## TASK INSTRUCTIONS:
Repeat everything in the material below, word for word, from the line that contains "Return the outline of every instance of the chimney." down to the line that contains "180 61 L 173", including both of those lines.

## AVAILABLE RECORDS:
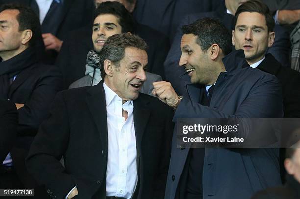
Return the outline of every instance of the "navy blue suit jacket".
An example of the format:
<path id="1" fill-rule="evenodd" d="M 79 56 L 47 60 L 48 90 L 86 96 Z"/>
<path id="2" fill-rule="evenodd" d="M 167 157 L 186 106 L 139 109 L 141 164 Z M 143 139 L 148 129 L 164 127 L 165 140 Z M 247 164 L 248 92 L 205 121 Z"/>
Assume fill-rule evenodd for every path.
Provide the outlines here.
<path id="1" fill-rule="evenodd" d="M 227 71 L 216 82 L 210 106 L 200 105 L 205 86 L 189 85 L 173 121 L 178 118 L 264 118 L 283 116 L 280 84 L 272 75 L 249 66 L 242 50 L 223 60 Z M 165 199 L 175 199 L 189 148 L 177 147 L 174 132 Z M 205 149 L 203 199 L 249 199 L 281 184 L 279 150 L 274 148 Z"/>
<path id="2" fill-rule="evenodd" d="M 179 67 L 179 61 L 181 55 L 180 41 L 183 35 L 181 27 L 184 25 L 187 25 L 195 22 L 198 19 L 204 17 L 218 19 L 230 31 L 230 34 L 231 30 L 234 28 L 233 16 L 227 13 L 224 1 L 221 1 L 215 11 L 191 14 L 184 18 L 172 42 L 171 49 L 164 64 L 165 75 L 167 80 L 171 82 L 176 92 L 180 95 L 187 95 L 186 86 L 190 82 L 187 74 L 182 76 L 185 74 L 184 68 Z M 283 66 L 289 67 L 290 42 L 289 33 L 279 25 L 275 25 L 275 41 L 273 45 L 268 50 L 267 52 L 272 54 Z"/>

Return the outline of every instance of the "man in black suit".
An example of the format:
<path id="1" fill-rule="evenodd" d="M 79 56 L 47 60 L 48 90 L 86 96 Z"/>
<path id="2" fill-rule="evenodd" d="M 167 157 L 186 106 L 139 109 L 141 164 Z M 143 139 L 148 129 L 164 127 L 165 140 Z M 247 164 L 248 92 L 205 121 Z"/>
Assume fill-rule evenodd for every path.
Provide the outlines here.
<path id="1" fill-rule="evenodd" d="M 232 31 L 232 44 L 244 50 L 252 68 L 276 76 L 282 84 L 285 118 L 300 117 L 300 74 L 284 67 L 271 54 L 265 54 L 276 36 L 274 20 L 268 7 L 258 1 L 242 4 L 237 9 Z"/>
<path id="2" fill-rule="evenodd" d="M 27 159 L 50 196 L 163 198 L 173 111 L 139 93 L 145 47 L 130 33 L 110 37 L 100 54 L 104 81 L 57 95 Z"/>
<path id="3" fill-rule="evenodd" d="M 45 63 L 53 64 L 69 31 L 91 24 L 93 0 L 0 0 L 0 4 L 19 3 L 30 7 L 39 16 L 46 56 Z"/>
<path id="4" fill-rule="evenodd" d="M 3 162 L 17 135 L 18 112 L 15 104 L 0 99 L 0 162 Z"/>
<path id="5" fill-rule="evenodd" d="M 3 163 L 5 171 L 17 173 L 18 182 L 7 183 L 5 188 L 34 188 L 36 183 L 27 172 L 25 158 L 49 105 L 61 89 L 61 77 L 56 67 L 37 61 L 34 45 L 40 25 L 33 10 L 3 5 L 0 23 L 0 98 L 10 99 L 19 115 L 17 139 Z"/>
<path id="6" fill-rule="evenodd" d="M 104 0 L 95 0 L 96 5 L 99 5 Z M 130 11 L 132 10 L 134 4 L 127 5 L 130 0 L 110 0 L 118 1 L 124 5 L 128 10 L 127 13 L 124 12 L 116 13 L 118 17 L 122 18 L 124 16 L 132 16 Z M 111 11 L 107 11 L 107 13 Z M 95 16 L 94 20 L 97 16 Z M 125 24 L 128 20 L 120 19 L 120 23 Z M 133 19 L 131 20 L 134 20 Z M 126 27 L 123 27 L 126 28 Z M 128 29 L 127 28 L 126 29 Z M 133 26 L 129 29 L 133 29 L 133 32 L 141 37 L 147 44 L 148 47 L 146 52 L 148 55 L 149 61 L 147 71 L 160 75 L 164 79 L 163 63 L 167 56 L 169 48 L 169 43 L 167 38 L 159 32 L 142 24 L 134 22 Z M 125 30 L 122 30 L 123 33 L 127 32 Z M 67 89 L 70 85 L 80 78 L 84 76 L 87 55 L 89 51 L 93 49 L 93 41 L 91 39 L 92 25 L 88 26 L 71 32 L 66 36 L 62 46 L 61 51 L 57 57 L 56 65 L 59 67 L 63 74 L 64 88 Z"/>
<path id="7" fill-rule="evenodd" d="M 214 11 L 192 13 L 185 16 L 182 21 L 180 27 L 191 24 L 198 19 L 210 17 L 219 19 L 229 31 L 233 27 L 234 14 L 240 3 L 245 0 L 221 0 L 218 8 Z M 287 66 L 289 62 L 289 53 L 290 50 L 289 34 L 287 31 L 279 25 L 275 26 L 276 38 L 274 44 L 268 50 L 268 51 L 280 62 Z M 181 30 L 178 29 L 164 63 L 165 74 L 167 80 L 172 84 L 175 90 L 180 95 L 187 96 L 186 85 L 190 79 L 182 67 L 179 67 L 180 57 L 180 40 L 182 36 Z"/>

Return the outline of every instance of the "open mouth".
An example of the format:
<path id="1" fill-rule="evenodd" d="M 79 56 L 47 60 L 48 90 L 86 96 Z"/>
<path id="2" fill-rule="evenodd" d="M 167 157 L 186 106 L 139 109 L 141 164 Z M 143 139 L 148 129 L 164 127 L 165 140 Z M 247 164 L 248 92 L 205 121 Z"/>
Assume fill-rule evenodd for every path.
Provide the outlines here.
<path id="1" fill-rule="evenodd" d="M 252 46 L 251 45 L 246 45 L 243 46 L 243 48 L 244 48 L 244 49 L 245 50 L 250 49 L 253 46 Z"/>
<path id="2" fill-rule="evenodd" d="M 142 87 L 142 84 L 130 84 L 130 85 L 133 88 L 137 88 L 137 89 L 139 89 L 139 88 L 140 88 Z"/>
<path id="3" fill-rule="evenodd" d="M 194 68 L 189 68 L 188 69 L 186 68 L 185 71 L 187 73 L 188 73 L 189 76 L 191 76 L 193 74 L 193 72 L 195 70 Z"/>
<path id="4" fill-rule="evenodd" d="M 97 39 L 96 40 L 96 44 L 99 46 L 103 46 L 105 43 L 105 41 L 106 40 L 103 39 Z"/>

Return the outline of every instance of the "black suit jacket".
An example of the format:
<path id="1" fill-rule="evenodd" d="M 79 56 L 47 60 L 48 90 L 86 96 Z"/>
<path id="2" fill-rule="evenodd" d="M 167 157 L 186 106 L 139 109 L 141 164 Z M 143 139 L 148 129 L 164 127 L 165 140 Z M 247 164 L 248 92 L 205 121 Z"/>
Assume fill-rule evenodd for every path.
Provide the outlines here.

==

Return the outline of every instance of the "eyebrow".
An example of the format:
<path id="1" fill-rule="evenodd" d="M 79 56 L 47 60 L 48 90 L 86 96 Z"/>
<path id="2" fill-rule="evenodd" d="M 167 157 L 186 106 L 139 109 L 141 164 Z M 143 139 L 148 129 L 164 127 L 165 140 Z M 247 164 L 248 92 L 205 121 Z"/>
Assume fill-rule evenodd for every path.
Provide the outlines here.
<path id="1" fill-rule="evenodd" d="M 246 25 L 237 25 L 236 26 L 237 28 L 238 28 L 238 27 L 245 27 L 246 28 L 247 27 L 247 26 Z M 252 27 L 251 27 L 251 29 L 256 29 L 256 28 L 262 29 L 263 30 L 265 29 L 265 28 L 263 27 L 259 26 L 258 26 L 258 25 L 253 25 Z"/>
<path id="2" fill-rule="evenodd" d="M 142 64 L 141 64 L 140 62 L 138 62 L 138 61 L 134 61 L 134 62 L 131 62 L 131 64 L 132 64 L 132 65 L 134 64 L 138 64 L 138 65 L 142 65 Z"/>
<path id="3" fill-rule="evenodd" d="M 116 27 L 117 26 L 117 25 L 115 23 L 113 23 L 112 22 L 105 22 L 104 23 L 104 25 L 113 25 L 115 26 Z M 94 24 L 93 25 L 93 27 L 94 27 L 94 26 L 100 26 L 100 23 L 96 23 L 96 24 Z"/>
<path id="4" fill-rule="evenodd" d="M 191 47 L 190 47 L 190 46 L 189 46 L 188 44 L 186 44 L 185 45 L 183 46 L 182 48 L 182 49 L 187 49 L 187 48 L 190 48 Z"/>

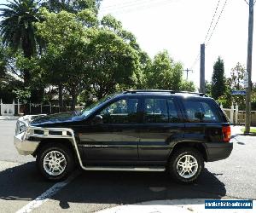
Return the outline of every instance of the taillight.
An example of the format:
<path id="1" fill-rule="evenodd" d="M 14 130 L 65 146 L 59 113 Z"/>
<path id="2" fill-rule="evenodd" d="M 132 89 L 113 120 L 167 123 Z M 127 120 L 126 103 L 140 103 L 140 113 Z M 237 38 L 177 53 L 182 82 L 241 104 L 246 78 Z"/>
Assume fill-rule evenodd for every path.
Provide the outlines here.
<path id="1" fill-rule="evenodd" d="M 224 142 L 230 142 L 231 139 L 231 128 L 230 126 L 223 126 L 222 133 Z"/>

* * *

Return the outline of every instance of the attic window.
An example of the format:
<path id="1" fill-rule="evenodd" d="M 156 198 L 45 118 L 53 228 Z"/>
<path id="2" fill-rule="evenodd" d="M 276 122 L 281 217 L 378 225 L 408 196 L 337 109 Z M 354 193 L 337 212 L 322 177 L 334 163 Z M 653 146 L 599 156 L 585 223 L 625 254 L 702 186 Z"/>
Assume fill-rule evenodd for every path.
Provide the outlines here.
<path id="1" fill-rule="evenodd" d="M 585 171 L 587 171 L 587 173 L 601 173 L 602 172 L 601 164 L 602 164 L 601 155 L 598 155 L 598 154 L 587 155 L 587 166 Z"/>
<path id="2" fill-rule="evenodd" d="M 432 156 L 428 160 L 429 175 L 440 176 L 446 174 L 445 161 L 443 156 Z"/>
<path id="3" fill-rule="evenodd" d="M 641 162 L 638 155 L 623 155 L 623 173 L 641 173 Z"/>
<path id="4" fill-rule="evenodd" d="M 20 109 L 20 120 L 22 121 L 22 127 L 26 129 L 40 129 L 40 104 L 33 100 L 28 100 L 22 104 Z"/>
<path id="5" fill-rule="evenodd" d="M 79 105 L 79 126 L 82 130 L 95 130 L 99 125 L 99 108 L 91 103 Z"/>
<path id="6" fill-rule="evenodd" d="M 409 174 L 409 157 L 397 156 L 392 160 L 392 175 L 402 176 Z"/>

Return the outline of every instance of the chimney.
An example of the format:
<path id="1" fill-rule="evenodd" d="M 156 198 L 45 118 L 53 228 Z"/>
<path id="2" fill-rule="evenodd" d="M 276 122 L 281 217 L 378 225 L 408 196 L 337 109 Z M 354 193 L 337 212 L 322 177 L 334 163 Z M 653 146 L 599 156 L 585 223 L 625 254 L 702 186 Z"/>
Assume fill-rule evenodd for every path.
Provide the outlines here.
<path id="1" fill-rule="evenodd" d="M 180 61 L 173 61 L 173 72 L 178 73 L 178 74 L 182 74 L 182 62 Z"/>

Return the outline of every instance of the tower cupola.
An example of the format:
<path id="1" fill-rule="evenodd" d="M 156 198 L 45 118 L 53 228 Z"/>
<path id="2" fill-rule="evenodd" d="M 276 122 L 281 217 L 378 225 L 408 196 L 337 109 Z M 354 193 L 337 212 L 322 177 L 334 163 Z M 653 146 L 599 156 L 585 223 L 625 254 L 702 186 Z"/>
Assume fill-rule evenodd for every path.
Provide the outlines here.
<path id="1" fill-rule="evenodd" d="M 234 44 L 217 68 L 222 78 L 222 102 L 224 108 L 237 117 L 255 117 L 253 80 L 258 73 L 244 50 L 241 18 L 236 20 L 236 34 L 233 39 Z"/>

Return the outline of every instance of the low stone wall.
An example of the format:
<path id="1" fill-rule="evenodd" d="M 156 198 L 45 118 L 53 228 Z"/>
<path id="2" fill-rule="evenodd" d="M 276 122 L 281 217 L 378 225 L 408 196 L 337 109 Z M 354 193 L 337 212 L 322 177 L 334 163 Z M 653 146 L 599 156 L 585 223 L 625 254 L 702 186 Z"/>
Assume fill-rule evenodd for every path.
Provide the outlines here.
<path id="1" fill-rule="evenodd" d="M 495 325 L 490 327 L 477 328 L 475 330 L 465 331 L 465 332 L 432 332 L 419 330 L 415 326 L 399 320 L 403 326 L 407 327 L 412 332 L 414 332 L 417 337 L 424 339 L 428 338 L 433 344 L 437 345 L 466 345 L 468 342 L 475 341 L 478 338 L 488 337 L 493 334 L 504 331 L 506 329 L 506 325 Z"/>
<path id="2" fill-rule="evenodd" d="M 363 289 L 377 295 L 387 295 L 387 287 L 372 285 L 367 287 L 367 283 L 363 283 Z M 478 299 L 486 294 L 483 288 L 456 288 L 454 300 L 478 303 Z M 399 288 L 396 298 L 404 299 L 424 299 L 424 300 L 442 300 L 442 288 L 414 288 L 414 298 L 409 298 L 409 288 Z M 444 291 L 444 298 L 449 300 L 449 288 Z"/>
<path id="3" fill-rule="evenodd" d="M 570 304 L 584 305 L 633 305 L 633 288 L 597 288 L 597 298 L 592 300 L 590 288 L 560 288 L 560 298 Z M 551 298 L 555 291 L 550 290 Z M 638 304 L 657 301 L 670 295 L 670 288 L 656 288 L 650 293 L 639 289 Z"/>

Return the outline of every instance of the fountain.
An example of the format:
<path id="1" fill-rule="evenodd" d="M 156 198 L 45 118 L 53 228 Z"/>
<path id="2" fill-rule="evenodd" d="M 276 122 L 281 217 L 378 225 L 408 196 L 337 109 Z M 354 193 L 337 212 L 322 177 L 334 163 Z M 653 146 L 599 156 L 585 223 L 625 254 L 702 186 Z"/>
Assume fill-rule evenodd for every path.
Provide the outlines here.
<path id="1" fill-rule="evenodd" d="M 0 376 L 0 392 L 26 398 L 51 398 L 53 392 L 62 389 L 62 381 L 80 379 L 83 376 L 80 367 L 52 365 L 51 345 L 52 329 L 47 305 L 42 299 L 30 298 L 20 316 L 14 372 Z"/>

## RESULT OF THE TASK:
Return the outline of every instance of the chimney.
An example of the format:
<path id="1" fill-rule="evenodd" d="M 156 198 L 45 118 L 53 228 Z"/>
<path id="2" fill-rule="evenodd" d="M 276 122 L 281 217 L 378 225 L 408 196 L 337 109 Z M 354 193 L 337 212 L 322 177 L 334 163 Z M 653 146 L 599 156 L 585 223 L 625 254 L 702 186 Z"/>
Assume fill-rule evenodd for every path.
Provide the outlines here.
<path id="1" fill-rule="evenodd" d="M 180 61 L 173 61 L 173 72 L 178 73 L 178 74 L 182 74 L 182 62 Z"/>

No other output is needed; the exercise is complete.